WHAT YOU SHOULD DO :: The records below must be duplicated exactly, character for character.

DATA LISTING ::
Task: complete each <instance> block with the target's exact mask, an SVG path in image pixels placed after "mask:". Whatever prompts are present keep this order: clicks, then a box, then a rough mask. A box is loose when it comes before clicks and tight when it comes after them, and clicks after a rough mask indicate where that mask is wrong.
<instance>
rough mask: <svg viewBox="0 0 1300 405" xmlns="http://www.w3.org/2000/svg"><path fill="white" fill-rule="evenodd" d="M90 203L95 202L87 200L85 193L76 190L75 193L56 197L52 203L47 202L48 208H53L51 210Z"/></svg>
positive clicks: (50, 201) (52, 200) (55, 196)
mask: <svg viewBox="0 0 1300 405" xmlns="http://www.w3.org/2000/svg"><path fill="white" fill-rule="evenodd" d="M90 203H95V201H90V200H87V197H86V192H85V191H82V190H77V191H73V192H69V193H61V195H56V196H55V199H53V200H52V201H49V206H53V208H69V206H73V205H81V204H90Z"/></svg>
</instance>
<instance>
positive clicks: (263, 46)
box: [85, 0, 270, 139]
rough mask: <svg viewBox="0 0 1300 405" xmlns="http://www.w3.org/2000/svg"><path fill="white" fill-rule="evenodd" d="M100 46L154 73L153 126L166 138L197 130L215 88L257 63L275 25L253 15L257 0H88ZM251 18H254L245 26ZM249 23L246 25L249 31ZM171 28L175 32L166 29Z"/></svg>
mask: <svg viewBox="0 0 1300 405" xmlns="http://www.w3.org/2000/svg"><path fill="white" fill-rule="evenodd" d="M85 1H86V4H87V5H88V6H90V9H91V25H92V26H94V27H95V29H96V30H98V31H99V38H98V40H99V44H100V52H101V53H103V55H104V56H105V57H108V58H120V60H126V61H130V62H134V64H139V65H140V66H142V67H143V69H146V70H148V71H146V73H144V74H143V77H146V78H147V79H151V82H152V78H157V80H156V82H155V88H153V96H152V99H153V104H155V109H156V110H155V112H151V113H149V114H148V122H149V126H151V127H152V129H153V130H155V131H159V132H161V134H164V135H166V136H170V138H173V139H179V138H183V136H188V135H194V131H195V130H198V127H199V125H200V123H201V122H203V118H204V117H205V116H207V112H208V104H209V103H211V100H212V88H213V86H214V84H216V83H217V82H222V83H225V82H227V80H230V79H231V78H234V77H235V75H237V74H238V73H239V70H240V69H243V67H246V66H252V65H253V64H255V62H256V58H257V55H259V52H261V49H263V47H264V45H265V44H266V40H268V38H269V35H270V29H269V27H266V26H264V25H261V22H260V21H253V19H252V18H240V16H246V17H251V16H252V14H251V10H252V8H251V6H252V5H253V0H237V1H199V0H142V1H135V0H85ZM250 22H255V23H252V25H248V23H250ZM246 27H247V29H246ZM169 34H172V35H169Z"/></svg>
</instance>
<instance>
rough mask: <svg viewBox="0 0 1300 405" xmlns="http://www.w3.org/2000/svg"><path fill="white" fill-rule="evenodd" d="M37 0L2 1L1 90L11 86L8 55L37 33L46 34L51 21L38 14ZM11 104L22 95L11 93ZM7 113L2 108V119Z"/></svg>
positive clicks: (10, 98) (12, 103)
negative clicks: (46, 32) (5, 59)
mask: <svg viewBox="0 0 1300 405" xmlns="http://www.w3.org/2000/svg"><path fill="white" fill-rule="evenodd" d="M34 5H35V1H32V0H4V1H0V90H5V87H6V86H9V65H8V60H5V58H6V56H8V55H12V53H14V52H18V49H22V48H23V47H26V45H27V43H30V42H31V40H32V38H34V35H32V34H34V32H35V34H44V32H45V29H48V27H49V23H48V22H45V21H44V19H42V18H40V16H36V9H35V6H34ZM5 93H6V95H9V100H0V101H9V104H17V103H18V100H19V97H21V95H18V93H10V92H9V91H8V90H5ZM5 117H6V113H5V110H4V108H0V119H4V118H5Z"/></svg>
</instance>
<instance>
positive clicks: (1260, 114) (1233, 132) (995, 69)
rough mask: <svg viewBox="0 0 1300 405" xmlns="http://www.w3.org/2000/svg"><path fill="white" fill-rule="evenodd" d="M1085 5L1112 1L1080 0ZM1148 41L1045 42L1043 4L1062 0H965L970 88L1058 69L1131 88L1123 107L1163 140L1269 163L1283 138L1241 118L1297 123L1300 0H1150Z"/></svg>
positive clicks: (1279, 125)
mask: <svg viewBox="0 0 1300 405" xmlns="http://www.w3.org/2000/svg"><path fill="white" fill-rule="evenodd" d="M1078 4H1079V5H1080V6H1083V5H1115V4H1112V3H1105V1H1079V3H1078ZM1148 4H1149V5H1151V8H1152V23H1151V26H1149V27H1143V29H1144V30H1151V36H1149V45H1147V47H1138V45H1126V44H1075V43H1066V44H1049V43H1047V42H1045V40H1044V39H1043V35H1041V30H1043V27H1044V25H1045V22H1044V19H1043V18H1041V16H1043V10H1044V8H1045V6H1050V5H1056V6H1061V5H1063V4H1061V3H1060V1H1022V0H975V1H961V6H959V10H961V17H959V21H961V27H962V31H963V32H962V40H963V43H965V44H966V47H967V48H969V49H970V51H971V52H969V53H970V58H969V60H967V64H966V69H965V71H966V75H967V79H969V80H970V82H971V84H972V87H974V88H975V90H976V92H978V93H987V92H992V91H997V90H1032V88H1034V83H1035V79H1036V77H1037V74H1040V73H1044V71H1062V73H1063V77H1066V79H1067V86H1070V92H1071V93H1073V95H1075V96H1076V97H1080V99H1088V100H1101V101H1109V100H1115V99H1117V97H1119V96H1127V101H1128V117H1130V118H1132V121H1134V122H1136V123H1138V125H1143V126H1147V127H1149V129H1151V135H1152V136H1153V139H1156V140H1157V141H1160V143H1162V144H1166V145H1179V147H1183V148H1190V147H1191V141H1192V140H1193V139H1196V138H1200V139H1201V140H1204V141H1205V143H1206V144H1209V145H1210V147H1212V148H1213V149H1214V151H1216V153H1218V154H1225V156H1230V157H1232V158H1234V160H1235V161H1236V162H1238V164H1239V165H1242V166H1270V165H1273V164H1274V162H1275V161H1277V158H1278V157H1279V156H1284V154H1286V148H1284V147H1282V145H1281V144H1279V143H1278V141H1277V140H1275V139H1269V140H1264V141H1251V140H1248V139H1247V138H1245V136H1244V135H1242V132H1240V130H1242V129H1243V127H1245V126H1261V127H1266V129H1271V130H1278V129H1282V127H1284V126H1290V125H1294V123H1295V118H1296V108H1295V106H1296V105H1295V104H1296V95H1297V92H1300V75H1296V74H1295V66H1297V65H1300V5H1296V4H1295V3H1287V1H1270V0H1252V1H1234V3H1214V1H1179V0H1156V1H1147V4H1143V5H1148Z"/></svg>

RESPONSE ::
Task: complete each <instance> block with the target's exact mask, an SVG path in image pixels placed after "mask:". Whatever prompts are present keep this order: clicks, then a box, then a rough mask. A box is loose when it comes before clicks and tight when it comes after them, and clicks after a rough mask indicate where that mask is wrong.
<instance>
rough mask: <svg viewBox="0 0 1300 405" xmlns="http://www.w3.org/2000/svg"><path fill="white" fill-rule="evenodd" d="M90 203L95 202L87 200L85 193L76 190L75 193L56 197L52 203L47 202L48 208H53L51 210Z"/></svg>
positive clicks: (50, 201) (52, 200) (55, 196)
mask: <svg viewBox="0 0 1300 405" xmlns="http://www.w3.org/2000/svg"><path fill="white" fill-rule="evenodd" d="M90 203H95V201H90V200H87V197H86V192H85V191H82V190H77V191H73V192H69V193H61V195H56V196H55V199H53V200H52V201H49V206H53V208H69V206H73V205H81V204H90Z"/></svg>
</instance>
<instance>
positive clicks: (263, 46)
box: [85, 0, 270, 139]
rough mask: <svg viewBox="0 0 1300 405" xmlns="http://www.w3.org/2000/svg"><path fill="white" fill-rule="evenodd" d="M100 46L154 73L153 126L166 138L197 130L215 88L257 63L275 25L253 15L257 0H88ZM251 18H254L245 26ZM249 23L246 25L249 31ZM171 28L175 32L166 29Z"/></svg>
mask: <svg viewBox="0 0 1300 405" xmlns="http://www.w3.org/2000/svg"><path fill="white" fill-rule="evenodd" d="M85 1H86V4H87V5H88V6H90V9H91V25H92V26H94V27H95V29H96V30H98V31H99V38H98V40H99V44H100V52H101V53H103V55H104V56H105V57H108V58H120V60H126V61H130V62H134V64H139V65H140V66H142V67H143V69H146V70H148V71H146V73H144V74H143V77H146V78H147V79H151V82H152V78H157V80H156V82H155V88H153V96H152V99H153V104H155V109H156V110H155V112H151V113H149V114H148V122H149V126H151V127H152V129H153V130H155V131H159V132H161V134H164V135H166V136H170V138H173V139H179V138H183V136H188V135H194V131H195V130H198V127H199V125H200V123H201V122H203V118H204V117H205V116H207V112H208V104H209V103H211V100H212V88H213V86H214V84H216V83H217V82H222V83H225V82H227V80H230V79H231V78H234V77H235V75H237V74H238V73H239V70H240V69H243V67H246V66H252V65H253V64H255V62H256V58H257V55H259V52H261V49H263V47H264V45H265V44H266V40H268V38H269V35H270V29H269V27H266V26H264V25H261V22H260V21H253V19H252V18H240V16H246V17H251V16H252V14H251V10H252V8H251V6H252V5H253V0H237V1H199V0H142V1H135V0H85ZM250 22H255V23H252V25H248V23H250ZM246 27H247V29H246ZM169 34H172V35H169Z"/></svg>
</instance>
<instance>
rough mask: <svg viewBox="0 0 1300 405" xmlns="http://www.w3.org/2000/svg"><path fill="white" fill-rule="evenodd" d="M37 0L2 1L1 90L11 86L8 55L37 33L46 34L51 21L38 14ZM11 104L22 95L11 93ZM7 113L2 108V119Z"/></svg>
positive clicks: (10, 98) (12, 103)
negative clicks: (46, 32) (5, 59)
mask: <svg viewBox="0 0 1300 405" xmlns="http://www.w3.org/2000/svg"><path fill="white" fill-rule="evenodd" d="M34 5H35V1H32V0H4V1H0V90H5V87H6V86H9V65H8V60H5V58H6V56H8V55H12V53H14V52H18V49H22V48H23V47H26V45H27V43H30V42H31V40H32V38H34V35H32V34H34V32H35V34H44V32H45V29H48V27H49V23H48V22H45V21H44V19H42V18H40V16H36V9H35V6H34ZM5 93H6V95H9V100H0V101H9V104H17V103H18V100H19V97H21V95H18V93H10V92H9V91H8V90H5ZM5 117H6V113H5V110H4V108H0V119H4V118H5Z"/></svg>
</instance>
<instance>
positive clicks: (1260, 114) (1233, 132) (995, 69)
rough mask: <svg viewBox="0 0 1300 405" xmlns="http://www.w3.org/2000/svg"><path fill="white" fill-rule="evenodd" d="M1085 5L1112 1L1080 0ZM1148 41L1045 42L1043 4L1062 0H965L970 88L1058 69L1131 88L1123 107L1163 140L1269 163L1283 138L1241 118L1297 123L1300 0H1150Z"/></svg>
positive clicks: (1279, 125)
mask: <svg viewBox="0 0 1300 405" xmlns="http://www.w3.org/2000/svg"><path fill="white" fill-rule="evenodd" d="M1078 4H1079V5H1080V6H1083V5H1115V4H1112V3H1105V1H1079V3H1078ZM1148 4H1149V5H1151V8H1152V23H1151V26H1149V27H1143V29H1144V30H1151V36H1149V45H1147V47H1138V45H1126V44H1075V43H1066V44H1049V43H1047V42H1045V40H1044V39H1043V35H1041V30H1043V27H1044V25H1045V22H1044V19H1043V18H1041V16H1043V10H1044V8H1045V6H1050V5H1056V6H1061V5H1063V4H1061V3H1060V1H1022V0H975V1H961V6H959V10H961V17H959V21H961V27H962V31H963V32H962V40H963V43H965V44H966V47H967V48H969V49H970V51H971V52H969V53H970V58H969V60H967V64H966V69H965V71H966V75H967V79H969V80H970V82H971V84H972V87H974V88H975V90H976V92H978V93H987V92H992V91H997V90H1032V88H1034V83H1035V79H1036V77H1037V74H1040V73H1044V71H1062V73H1063V77H1066V79H1067V86H1070V92H1071V93H1073V95H1075V96H1076V97H1080V99H1088V100H1101V101H1109V100H1115V99H1117V97H1119V96H1127V101H1128V117H1130V118H1132V121H1134V122H1136V123H1138V125H1143V126H1147V127H1149V129H1151V135H1152V136H1153V139H1156V140H1157V141H1160V143H1162V144H1166V145H1179V147H1183V148H1190V147H1191V141H1192V140H1193V139H1196V138H1200V139H1201V140H1204V141H1205V143H1206V144H1209V145H1210V147H1212V148H1213V149H1214V151H1216V153H1218V154H1225V156H1230V157H1232V158H1234V160H1235V161H1236V162H1238V164H1239V165H1242V166H1270V165H1273V164H1274V162H1275V161H1277V158H1278V157H1279V156H1284V154H1286V148H1284V147H1282V145H1281V144H1279V143H1278V141H1277V140H1275V139H1269V140H1264V141H1251V140H1248V139H1247V138H1245V136H1244V135H1242V132H1240V130H1242V129H1243V127H1245V126H1261V127H1266V129H1271V130H1278V129H1282V127H1284V126H1290V125H1294V123H1295V118H1296V108H1295V106H1296V105H1295V104H1296V95H1297V92H1300V75H1296V74H1295V66H1297V65H1300V5H1296V4H1295V3H1287V1H1270V0H1252V1H1234V3H1214V1H1179V0H1156V1H1147V4H1143V5H1148Z"/></svg>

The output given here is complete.